Gather every line in the material below that contains the string "window" and copy each one out in full. Case matters when matching.

* Extracted data
####
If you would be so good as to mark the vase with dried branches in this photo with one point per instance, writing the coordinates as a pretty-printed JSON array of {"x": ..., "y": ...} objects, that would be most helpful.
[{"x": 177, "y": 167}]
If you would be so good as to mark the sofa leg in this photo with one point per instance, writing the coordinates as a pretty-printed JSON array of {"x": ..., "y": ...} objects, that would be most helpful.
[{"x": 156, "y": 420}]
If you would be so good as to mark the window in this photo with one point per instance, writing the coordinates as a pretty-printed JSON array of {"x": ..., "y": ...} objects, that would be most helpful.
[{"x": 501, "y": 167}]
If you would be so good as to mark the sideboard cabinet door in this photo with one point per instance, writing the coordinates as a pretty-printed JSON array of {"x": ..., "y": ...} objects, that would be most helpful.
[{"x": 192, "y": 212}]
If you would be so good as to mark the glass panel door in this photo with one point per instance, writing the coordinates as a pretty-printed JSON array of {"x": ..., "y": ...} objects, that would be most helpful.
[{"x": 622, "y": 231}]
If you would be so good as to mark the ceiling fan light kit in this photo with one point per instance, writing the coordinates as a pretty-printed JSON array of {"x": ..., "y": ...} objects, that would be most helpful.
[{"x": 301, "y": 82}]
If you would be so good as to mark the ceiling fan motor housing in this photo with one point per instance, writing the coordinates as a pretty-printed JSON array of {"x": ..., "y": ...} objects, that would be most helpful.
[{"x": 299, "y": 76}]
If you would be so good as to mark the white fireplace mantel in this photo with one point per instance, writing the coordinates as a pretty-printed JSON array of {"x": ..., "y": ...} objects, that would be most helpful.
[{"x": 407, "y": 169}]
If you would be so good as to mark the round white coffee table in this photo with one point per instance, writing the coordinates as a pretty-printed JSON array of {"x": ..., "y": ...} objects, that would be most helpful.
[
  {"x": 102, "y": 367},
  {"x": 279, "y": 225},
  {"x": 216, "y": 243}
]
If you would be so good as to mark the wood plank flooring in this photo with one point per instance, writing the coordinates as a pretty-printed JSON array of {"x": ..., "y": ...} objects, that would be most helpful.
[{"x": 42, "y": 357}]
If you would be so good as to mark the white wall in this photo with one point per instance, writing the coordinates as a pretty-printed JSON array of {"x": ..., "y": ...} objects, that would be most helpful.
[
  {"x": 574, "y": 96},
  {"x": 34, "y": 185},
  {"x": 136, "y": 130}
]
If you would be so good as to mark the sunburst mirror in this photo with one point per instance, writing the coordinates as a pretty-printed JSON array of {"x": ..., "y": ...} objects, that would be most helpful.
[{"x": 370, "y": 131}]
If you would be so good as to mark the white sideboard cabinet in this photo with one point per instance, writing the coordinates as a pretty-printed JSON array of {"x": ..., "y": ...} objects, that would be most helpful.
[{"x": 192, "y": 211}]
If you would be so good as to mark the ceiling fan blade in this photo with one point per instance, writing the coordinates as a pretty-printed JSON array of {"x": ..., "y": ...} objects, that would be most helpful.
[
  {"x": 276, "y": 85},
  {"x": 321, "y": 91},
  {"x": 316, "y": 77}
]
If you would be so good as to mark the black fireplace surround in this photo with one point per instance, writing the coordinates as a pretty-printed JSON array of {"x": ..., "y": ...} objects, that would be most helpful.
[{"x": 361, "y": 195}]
####
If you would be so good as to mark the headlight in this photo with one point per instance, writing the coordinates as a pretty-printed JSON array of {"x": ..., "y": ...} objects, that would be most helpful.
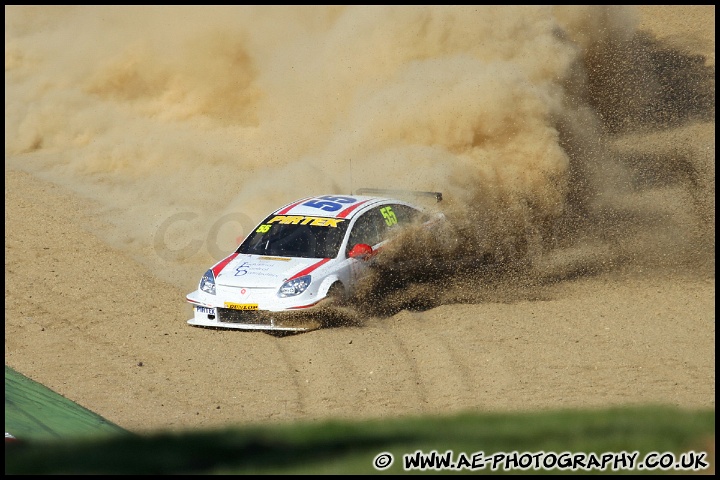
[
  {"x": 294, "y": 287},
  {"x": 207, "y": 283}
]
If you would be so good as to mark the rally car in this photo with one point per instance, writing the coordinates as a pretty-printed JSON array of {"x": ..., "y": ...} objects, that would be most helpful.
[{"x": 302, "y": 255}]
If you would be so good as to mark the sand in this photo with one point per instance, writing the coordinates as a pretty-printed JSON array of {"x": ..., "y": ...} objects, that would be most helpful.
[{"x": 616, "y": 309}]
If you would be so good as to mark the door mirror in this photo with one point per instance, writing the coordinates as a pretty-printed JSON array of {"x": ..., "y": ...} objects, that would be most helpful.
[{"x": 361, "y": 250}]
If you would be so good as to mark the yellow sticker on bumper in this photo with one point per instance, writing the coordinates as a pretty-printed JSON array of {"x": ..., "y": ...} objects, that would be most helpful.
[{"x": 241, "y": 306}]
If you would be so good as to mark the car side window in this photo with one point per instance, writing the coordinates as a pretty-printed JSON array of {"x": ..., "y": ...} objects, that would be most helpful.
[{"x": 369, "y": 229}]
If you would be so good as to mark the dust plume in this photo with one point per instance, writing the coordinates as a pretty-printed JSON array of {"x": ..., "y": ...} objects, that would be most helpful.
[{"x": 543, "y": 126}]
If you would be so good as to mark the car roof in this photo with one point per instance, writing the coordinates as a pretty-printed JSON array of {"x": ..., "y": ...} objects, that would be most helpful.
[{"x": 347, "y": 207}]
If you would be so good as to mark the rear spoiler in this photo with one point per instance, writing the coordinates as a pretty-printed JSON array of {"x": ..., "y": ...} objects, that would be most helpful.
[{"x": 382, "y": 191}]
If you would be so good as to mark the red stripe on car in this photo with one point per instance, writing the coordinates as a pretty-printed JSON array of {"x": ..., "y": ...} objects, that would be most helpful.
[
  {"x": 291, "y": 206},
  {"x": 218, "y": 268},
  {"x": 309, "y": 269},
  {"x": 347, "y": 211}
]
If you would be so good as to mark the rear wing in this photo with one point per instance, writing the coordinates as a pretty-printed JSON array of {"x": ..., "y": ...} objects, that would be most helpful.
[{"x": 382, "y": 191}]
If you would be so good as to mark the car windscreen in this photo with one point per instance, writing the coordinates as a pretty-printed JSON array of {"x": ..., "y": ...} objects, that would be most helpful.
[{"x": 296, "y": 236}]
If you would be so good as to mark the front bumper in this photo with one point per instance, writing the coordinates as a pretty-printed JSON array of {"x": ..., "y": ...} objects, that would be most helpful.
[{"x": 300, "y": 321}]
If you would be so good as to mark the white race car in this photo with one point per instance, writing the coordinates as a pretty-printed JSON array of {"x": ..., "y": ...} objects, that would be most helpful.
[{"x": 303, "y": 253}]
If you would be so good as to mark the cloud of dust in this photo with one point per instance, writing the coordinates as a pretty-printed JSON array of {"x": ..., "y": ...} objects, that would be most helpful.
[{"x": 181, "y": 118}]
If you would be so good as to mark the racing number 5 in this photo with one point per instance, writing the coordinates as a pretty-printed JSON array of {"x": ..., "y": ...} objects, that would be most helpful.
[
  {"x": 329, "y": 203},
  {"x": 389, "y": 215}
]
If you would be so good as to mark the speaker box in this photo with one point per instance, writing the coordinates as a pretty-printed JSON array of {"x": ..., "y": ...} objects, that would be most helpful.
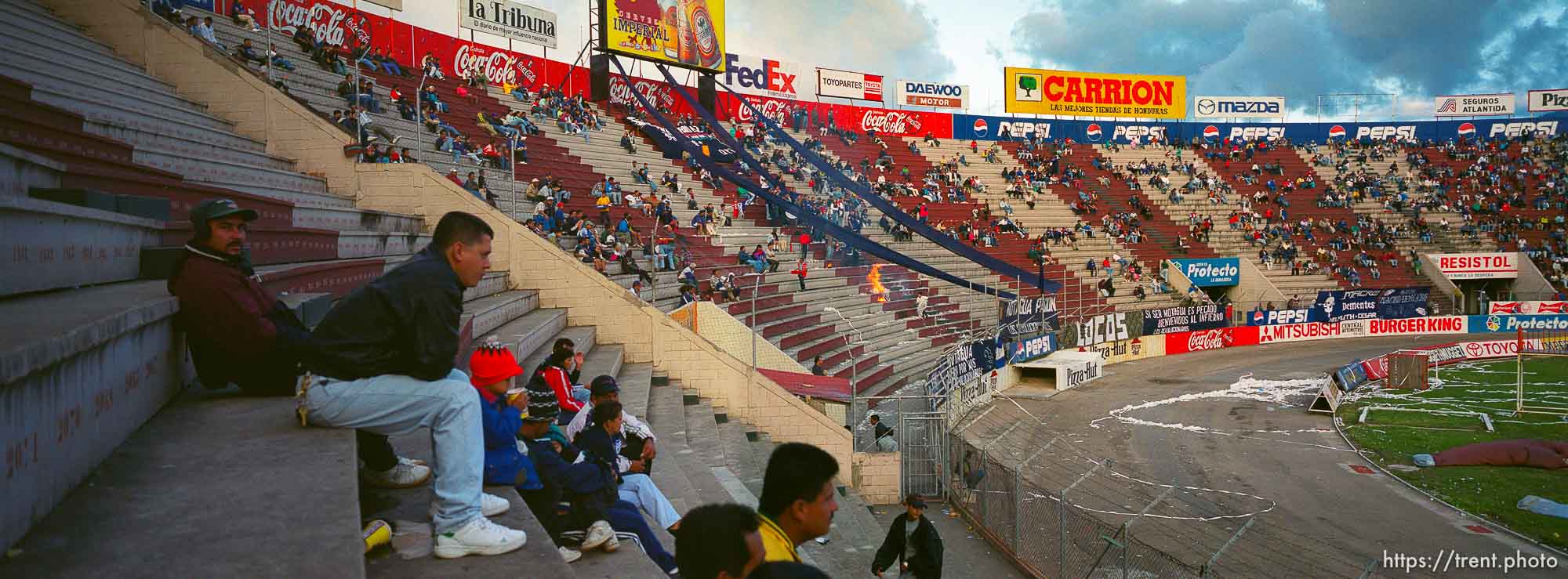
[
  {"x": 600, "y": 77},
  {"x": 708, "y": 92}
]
####
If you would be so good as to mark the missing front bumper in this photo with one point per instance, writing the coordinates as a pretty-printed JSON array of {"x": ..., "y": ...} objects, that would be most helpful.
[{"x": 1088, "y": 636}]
####
* The answer
If you would be so good as to mark the window in this photo with one point per instance, writing the coordinates as a pretty-printed JSON array of {"x": ..., "y": ...} objects, that would be most helpful.
If you would be so good as to mark the car side window in this photo with one point per instance, writing the coordinates as a pretty-printed JSON array of {"x": ..., "y": ...} objects, that would be most helpful.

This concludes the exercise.